DIRECTION – Return everything from the line containing "outline green leaf, every instance" down to the line containing "[[[256,181],[242,186],[241,201],[236,210],[237,221],[256,221]]]", both ends included, copying the lines exactly.

[Collected data]
# # # # #
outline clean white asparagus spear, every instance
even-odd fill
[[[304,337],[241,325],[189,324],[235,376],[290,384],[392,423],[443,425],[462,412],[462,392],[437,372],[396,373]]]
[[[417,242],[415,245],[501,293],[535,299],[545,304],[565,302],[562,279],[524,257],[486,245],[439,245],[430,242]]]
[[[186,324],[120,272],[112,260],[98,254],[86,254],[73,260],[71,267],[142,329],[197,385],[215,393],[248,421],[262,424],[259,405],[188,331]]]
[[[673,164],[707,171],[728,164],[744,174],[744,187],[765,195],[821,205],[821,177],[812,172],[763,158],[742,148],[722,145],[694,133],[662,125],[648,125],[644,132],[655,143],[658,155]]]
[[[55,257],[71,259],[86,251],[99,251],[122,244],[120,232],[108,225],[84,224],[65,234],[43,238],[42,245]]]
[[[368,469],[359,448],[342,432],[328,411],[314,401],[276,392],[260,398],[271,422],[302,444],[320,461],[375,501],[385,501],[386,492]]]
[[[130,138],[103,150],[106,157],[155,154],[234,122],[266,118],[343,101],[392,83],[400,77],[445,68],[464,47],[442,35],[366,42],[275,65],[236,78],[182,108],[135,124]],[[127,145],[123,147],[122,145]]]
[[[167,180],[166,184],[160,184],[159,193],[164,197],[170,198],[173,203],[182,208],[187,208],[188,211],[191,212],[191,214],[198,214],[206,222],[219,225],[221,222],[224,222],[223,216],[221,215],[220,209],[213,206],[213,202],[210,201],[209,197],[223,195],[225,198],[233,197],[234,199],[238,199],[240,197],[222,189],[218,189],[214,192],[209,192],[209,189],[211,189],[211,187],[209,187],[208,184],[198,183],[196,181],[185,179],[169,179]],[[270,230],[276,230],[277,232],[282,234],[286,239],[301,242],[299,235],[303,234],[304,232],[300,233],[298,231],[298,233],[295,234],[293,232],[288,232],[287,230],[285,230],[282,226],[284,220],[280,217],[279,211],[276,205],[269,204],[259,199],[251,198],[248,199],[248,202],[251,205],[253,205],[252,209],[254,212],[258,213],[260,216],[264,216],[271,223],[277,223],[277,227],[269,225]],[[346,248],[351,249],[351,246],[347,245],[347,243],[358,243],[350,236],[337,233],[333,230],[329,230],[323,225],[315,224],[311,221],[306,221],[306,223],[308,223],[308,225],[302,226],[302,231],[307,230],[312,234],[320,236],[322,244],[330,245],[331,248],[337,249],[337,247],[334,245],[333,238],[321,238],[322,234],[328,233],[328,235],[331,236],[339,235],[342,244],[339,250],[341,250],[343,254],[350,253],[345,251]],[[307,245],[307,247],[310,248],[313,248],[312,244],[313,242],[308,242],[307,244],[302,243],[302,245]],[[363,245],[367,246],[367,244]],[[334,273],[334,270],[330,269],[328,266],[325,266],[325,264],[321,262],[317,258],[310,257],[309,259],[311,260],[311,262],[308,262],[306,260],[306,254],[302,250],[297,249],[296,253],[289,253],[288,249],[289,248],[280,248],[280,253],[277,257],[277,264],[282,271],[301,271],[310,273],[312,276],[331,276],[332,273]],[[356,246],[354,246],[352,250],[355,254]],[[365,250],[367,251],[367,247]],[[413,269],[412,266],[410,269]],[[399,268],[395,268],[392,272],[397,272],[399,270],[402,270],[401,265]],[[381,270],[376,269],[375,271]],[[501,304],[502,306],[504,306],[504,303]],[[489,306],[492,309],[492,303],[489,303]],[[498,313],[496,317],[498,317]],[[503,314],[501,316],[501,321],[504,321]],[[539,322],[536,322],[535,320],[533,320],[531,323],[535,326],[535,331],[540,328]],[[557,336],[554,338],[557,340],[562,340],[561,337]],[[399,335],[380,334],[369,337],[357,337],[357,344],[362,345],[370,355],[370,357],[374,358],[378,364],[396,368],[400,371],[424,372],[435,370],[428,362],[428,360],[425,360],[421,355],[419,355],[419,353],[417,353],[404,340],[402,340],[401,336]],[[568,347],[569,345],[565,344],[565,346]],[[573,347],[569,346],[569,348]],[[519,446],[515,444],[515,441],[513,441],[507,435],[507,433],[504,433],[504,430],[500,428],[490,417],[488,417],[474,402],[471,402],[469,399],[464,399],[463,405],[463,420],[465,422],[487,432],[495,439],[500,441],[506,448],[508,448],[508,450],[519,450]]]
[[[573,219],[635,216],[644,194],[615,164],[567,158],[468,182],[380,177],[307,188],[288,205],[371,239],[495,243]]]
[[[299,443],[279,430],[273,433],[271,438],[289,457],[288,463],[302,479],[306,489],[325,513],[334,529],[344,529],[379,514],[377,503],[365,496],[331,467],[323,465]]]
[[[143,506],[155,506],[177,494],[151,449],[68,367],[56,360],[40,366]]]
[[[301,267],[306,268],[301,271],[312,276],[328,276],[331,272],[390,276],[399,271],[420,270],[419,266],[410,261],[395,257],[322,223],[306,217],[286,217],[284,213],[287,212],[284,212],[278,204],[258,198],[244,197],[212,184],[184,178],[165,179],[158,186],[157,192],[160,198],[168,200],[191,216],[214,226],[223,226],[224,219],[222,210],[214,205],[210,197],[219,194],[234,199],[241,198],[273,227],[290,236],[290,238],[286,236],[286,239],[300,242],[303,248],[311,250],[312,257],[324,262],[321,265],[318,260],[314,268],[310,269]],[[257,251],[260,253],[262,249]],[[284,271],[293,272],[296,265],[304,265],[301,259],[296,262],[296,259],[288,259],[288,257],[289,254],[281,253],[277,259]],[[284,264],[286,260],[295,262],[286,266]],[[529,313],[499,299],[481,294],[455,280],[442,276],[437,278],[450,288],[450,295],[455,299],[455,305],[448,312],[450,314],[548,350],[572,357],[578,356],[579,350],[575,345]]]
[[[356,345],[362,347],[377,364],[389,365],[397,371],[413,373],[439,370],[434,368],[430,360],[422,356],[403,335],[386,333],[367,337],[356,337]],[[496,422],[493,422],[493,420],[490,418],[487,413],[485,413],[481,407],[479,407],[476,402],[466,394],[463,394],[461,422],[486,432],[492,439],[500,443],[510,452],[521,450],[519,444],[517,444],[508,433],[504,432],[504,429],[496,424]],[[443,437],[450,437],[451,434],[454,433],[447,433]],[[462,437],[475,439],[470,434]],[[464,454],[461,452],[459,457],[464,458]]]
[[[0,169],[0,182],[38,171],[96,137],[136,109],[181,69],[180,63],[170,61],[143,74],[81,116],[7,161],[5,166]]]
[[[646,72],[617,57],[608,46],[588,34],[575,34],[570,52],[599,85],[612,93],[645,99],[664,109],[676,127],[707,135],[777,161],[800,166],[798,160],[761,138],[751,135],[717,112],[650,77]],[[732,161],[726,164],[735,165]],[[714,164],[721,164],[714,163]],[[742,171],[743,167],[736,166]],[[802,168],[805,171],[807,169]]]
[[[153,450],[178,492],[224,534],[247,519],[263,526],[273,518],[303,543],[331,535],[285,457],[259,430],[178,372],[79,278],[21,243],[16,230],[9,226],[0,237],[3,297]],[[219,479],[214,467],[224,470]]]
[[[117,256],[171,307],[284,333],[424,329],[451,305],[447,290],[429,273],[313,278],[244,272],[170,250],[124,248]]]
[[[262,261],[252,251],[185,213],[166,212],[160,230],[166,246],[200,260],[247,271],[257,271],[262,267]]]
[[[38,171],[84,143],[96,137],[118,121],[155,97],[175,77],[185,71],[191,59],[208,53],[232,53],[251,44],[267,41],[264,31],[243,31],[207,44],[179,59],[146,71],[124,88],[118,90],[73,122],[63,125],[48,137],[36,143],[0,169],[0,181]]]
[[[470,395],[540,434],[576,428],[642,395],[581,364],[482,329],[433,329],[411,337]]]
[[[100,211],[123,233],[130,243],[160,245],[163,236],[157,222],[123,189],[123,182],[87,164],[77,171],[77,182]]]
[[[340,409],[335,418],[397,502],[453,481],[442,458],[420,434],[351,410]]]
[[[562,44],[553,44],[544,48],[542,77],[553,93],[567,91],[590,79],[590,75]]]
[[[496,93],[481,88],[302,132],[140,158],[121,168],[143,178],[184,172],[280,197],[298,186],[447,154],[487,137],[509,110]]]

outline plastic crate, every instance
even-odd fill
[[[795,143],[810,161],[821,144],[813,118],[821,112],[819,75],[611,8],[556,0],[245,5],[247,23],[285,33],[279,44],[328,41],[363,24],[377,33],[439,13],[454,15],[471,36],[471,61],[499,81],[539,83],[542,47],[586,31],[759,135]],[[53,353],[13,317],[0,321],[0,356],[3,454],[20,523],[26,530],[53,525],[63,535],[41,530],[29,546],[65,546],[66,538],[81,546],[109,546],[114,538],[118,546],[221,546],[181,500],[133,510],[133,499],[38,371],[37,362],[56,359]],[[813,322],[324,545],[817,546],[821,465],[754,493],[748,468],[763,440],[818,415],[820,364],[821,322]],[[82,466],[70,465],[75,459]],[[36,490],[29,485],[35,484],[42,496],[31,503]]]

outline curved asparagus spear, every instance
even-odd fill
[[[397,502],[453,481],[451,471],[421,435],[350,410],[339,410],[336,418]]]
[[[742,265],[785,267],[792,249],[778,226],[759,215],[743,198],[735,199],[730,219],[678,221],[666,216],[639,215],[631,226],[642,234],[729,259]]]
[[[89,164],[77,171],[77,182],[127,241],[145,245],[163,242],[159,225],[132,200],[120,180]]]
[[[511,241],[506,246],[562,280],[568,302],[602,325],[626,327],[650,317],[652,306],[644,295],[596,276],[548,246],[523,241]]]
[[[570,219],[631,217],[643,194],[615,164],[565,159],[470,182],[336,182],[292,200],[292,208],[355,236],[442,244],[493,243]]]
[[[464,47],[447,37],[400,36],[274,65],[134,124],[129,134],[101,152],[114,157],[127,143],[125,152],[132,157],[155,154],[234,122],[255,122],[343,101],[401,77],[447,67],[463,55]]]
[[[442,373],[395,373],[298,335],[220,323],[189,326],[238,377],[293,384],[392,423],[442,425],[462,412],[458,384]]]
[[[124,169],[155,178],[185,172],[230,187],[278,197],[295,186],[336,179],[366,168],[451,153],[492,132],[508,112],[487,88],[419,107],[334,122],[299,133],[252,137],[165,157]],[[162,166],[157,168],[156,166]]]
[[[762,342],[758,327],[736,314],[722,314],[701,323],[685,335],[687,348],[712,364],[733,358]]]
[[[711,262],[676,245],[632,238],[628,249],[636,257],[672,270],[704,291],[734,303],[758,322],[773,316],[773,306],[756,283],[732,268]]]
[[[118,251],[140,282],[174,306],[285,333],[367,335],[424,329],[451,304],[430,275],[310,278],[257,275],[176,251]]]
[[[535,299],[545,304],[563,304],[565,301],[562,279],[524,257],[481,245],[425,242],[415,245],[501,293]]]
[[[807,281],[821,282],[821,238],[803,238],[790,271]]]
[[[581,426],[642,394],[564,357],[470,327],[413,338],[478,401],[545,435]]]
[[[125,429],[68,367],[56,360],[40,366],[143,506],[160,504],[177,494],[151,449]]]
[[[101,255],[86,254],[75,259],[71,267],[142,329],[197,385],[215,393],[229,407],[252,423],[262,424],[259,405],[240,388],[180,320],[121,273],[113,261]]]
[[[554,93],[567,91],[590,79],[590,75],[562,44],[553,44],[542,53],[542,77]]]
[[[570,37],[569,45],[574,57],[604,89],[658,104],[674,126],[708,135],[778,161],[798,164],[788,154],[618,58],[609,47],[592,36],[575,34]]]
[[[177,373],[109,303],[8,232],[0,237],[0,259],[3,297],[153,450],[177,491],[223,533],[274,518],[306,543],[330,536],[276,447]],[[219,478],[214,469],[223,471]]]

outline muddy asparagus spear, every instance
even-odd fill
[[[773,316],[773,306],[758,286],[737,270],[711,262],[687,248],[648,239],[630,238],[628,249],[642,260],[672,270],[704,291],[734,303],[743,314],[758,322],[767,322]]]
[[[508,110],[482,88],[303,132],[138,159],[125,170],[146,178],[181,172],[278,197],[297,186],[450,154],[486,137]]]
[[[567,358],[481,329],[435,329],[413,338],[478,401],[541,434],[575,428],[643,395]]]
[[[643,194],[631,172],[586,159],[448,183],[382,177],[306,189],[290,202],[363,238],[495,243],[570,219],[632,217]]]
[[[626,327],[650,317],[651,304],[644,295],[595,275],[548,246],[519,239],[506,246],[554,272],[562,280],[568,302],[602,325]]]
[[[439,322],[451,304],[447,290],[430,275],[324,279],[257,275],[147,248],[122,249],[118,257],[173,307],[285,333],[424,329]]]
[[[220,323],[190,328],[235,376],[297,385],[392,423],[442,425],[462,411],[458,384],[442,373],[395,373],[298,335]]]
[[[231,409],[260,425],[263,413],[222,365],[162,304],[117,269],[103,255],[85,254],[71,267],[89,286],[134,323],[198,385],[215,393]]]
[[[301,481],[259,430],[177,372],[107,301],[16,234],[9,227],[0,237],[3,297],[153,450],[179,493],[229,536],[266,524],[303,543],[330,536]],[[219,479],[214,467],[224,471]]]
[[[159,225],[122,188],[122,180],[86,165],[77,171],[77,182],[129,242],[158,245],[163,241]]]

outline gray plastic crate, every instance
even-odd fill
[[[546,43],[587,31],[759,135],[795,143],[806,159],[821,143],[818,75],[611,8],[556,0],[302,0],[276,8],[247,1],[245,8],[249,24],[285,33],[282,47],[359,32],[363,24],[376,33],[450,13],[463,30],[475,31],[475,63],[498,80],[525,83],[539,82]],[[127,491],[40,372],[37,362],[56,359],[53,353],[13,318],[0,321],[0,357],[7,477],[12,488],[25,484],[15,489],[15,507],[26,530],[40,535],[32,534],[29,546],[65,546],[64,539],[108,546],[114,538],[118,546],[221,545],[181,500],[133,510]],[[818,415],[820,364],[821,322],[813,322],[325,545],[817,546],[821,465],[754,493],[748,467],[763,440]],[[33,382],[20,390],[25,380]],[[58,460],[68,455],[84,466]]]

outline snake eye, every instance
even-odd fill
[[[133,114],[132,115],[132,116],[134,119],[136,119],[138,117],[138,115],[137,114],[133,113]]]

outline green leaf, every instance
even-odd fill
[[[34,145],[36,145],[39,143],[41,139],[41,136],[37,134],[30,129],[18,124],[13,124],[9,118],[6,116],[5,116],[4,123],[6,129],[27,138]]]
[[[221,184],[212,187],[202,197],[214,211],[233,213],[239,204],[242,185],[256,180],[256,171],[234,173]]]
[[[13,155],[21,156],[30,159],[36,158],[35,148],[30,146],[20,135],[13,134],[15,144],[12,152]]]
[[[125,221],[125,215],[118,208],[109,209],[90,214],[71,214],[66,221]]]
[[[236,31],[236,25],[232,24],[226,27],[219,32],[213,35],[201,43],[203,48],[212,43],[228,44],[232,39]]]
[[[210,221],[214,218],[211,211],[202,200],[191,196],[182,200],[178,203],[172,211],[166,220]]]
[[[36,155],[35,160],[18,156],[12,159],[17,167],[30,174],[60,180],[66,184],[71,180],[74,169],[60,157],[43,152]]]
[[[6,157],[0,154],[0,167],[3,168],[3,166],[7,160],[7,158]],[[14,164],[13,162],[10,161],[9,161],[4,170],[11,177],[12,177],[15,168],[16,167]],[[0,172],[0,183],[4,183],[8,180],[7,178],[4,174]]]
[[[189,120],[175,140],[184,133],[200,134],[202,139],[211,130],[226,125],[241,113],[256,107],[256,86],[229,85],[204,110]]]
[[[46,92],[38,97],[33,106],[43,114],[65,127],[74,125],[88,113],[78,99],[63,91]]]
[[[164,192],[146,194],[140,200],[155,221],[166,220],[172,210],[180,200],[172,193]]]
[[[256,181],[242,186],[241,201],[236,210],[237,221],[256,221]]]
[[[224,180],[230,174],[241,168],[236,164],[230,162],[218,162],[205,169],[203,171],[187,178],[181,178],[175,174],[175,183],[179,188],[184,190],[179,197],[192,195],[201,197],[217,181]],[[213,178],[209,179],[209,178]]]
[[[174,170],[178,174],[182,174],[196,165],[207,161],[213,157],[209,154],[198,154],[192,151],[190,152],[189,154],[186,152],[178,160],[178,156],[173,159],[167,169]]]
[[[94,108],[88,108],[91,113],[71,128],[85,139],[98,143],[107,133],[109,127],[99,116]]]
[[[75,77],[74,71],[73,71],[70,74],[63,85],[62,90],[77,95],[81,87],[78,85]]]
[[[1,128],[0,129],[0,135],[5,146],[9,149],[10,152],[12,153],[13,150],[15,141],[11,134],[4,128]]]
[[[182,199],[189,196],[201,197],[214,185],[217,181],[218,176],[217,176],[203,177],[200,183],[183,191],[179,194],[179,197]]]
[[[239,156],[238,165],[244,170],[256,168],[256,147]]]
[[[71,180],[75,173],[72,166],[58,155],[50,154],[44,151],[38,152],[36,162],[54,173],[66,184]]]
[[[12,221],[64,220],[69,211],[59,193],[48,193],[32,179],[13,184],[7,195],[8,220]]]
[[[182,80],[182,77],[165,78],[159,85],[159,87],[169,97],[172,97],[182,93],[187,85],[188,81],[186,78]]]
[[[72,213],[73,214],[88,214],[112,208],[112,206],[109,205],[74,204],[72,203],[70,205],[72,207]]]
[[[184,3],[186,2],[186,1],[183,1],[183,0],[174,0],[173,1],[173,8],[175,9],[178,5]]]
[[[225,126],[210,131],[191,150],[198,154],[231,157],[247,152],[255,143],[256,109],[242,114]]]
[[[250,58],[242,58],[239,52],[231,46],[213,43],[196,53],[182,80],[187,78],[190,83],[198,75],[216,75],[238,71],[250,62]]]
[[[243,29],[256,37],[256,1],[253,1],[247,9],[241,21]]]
# # # # #
ANSWER –
outline green leaf, every instance
even-odd fill
[[[34,145],[36,145],[39,143],[41,139],[41,136],[37,134],[30,129],[18,124],[13,124],[9,118],[6,116],[5,116],[4,123],[6,129],[27,138]]]
[[[221,184],[212,187],[202,197],[214,211],[233,213],[239,204],[242,185],[256,180],[256,171],[234,173]]]
[[[13,155],[21,156],[30,159],[36,158],[35,148],[30,146],[20,135],[13,134],[15,144],[12,152]]]
[[[125,221],[125,215],[118,208],[109,209],[90,214],[71,214],[66,221]]]
[[[236,31],[236,25],[232,24],[226,27],[219,32],[213,35],[201,43],[203,48],[212,43],[228,44],[232,39]]]
[[[210,221],[214,218],[211,211],[202,200],[191,196],[182,200],[178,203],[172,211],[166,220]]]
[[[36,155],[35,160],[18,156],[12,159],[17,167],[30,174],[60,180],[66,184],[71,180],[74,169],[60,157],[43,152]]]
[[[6,157],[0,154],[0,167],[3,168],[3,166],[7,160],[7,158]],[[14,164],[13,162],[10,161],[9,161],[4,170],[11,177],[12,177],[15,168],[16,167]],[[0,172],[0,183],[4,183],[8,180],[7,178],[4,174]]]
[[[189,120],[175,140],[184,133],[200,134],[202,139],[211,130],[226,125],[241,113],[256,107],[256,86],[229,85],[204,110]]]
[[[46,92],[38,97],[33,106],[43,114],[65,127],[74,125],[88,113],[78,99],[63,91]]]
[[[164,192],[146,194],[140,200],[155,221],[166,220],[172,210],[180,200],[172,193]]]
[[[256,181],[242,186],[241,201],[236,210],[237,221],[256,221]]]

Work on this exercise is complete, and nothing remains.